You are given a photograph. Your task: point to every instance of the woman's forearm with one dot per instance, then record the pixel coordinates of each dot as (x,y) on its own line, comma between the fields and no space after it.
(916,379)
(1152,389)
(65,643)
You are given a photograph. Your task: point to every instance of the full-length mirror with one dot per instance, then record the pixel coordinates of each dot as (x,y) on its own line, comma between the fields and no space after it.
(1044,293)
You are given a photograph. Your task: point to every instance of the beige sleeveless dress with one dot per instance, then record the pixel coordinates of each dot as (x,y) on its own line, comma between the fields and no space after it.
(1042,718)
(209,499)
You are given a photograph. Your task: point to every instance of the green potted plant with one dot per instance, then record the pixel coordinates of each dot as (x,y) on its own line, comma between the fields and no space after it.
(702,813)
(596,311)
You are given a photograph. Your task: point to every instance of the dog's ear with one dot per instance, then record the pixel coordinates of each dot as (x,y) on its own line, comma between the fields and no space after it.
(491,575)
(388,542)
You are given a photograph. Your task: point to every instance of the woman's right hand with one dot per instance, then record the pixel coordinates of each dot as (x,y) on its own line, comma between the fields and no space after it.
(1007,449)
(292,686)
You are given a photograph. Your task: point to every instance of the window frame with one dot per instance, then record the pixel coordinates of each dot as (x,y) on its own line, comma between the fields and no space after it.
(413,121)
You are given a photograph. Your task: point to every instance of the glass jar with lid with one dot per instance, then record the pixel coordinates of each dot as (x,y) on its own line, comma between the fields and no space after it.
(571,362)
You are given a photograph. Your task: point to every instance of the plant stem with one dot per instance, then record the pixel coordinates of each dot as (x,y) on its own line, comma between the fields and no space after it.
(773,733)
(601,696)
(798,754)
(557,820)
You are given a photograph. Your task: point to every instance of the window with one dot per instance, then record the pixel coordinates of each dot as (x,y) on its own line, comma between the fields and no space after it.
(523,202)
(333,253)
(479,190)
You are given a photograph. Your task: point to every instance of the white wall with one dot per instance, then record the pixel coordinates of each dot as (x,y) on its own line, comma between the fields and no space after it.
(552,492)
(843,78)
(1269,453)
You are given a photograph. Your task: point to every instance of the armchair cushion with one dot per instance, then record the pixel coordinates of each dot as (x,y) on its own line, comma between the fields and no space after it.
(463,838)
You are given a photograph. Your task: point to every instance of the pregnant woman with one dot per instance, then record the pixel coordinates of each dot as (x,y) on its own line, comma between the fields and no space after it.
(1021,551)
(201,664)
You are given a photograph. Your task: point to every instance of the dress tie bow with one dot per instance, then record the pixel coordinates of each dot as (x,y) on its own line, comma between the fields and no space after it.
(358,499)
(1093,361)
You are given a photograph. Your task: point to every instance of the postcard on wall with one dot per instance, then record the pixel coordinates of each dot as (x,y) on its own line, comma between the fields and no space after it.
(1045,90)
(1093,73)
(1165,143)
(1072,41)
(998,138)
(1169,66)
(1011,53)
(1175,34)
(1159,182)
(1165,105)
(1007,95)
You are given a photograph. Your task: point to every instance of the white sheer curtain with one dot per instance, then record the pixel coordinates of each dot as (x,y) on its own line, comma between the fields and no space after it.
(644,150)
○ ○ ○ ○ ○ ○ ○
Convertissez en liste JSON de chaînes les lignes des enregistrements qui vont de la ligne contenant « of the dress » jusqu'à la fin des enregistrements, bornes incluses. Chaque ligne doit donner une chaîne, et les lignes vides sont exclues.

[
  "You are given a photograph. Your task: point to every instance of the dress tie bow with one dot per instance, then record the pixel coordinates of each dot as (x,y) on its own line, comma between the fields and no space after it.",
  "(358,499)",
  "(1093,361)",
  "You are given a photograph. Your task: point to every instance of the postcard on wall with one dot per instance, then record the pixel coordinates of each dot as (x,y) on its own line, comma between the fields and no space after it.",
  "(1045,90)",
  "(1093,73)",
  "(1165,143)",
  "(1072,41)",
  "(998,138)",
  "(1169,66)",
  "(1011,53)",
  "(1175,34)",
  "(1159,182)",
  "(1165,105)",
  "(1007,95)",
  "You are given a photograph. Your task: point to every instance of the white sheer curtain with one dot per instance, then record the pixel coordinates of each dot as (x,y) on its own line, comma between the fields and no space after it.",
  "(644,150)"
]